## Begin Text excerpt
In God's great timetable, the year AD 635 must have been a bit special. For in that year, two men were sent out on apostolic missions and, in the face of great dangers, broke through with the gospel in unreached lands.
Aidan was a fiery Irishman, Alopen a refined Persian. Both were monks, both gifted communicators. Entirely independently, both were commissioned and sent to start churches: one at the North-West frontier of civilisation, the other in the far East. Aidan became the Apostle of northern England, Alopen the Apostle to China. Despite their extraordinary linked destiny, they never met or even knew of each other.
AIDAN: APOSTLE OF THE NORTH
Britain at the turn of the 600s was a battleground of warring tribal kingdoms, most of them pagan. A Christian prince named Oswald was sent to the Celtic monastery on the Scottish island of Iona for his own safety. In 634 he felt ready to deliver his kingdom, Northumbria, in the north of England. He defeated the invaders and was crowned king.
One of his first acts was to ask Iona to send someone to convert his pagan subjects. An envoy was sent but returned saying that the Northumbrians were obstinate barbarians, beyond redemption! At this, an Irish monk named Aidan spoke up: it was foolish to expect pagans to accept the strict rules of a Celtic monastery - they must be met on their own level, with grace and humility. For this, Aidan himself was appointed for the apostolic mission to re-evangelise the north of England. It was AD 635.
He established his base on Lindisfarne, an island off the east coast, which became known as Holy Island. From here teams went out with the gospel, planting churches and establishing centres at Melrose, Jarrow and Whitby. By the time he died in 651, Northumbria was almost wholly evangelised.
Aidan succeeded by developing key relationships with those who helped to expand the work and by wise and creative planning. He didn't do all the work himself - at first, he couldn't even speak the language but needed interpreters. He appointed and trusted many workers. Other noted Celtic saints, Hilda, Chad and Cuthbert, built up important ministries under his covering.
But Aidan was a communicator. He could empathise. Any gifts he received from the wealthy, he gave to the poor. This included a fine stallion given to him by the king. The king was furious, but Aidan replied: "Is the son of a mare more important to you than a son of God?" The humbled king knelt and asked forgiveness.
Aidan's primary witness was through the genuineness of his life. He refused personal gain, showed no partiality (rebuking kings when they needed it), and practised rigorous self-denial. If the king came to Lindisfarne, he had to eat the same food as the monks and beggars. Aidan's approach was "Do as I do", not "Do as I say", and because his life was open to all, people gladly followed and the Church was built.
ALOPEN: APOSTLE OF THE EAST
In ancient times, China was better known in the West than one might suppose. For centuries a trade route called the Silk Road had linked China with Persia and the West. Arab and Persian merchants settled in China, and Chinese envoys reached ancient Rome. But by the 5th and 6th centuries, tribal wars had shut the Silk Road and made China a closed empire.
## End Text excerpt
## Begin Records provided
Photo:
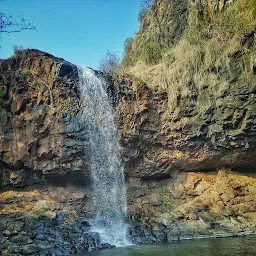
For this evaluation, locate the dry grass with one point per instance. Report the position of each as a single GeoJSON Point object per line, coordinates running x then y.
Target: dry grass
{"type": "Point", "coordinates": [205, 62]}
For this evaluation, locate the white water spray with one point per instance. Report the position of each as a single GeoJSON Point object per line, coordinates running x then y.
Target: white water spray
{"type": "Point", "coordinates": [108, 189]}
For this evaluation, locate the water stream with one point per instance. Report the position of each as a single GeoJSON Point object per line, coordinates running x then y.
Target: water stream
{"type": "Point", "coordinates": [107, 178]}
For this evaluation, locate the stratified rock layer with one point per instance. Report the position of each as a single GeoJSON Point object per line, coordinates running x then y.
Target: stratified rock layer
{"type": "Point", "coordinates": [39, 135]}
{"type": "Point", "coordinates": [43, 156]}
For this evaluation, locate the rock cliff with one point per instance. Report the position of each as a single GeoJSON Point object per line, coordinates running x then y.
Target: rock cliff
{"type": "Point", "coordinates": [187, 134]}
{"type": "Point", "coordinates": [38, 119]}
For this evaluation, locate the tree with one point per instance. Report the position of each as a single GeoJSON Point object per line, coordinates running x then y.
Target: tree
{"type": "Point", "coordinates": [110, 62]}
{"type": "Point", "coordinates": [128, 45]}
{"type": "Point", "coordinates": [8, 24]}
{"type": "Point", "coordinates": [147, 5]}
{"type": "Point", "coordinates": [142, 14]}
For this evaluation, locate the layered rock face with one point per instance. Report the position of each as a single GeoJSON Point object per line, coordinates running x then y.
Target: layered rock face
{"type": "Point", "coordinates": [38, 119]}
{"type": "Point", "coordinates": [196, 136]}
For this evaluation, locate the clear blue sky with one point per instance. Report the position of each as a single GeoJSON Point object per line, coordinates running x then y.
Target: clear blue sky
{"type": "Point", "coordinates": [80, 31]}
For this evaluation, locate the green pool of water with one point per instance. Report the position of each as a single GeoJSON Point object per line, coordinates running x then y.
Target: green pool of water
{"type": "Point", "coordinates": [237, 246]}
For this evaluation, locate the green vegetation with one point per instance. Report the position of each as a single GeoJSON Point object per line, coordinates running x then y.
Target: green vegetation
{"type": "Point", "coordinates": [22, 74]}
{"type": "Point", "coordinates": [167, 204]}
{"type": "Point", "coordinates": [2, 94]}
{"type": "Point", "coordinates": [110, 63]}
{"type": "Point", "coordinates": [42, 213]}
{"type": "Point", "coordinates": [202, 57]}
{"type": "Point", "coordinates": [151, 53]}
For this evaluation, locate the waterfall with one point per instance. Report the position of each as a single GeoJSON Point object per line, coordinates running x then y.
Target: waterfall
{"type": "Point", "coordinates": [107, 178]}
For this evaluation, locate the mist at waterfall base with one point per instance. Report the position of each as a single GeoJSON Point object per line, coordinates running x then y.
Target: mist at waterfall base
{"type": "Point", "coordinates": [108, 190]}
{"type": "Point", "coordinates": [233, 246]}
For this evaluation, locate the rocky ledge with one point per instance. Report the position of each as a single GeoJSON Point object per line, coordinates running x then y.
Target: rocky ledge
{"type": "Point", "coordinates": [185, 179]}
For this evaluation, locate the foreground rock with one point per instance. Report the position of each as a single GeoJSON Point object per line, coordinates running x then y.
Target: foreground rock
{"type": "Point", "coordinates": [44, 182]}
{"type": "Point", "coordinates": [44, 236]}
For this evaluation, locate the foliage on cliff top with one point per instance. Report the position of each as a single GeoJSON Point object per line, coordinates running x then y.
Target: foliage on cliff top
{"type": "Point", "coordinates": [203, 55]}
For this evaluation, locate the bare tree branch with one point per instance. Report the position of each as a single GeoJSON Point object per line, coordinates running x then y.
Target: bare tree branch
{"type": "Point", "coordinates": [8, 24]}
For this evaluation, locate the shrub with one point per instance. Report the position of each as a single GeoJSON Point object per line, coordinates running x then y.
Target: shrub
## End Records provided
Brief 1
Answer these questions about the Aidan and Alopen text:
(a) Which island did Aidan make his base?
(b) In what year did Aidan die?
(c) What trade route linked China with Persia and the West?
Brief 2
How many lines of the listing contain the string "cliff"? Case counts; reply with the number only.
The Aidan and Alopen text has no connection to the listing.

Correct answer 1
(a) Lindisfarne
(b) 651
(c) The Silk Road

Correct answer 2
4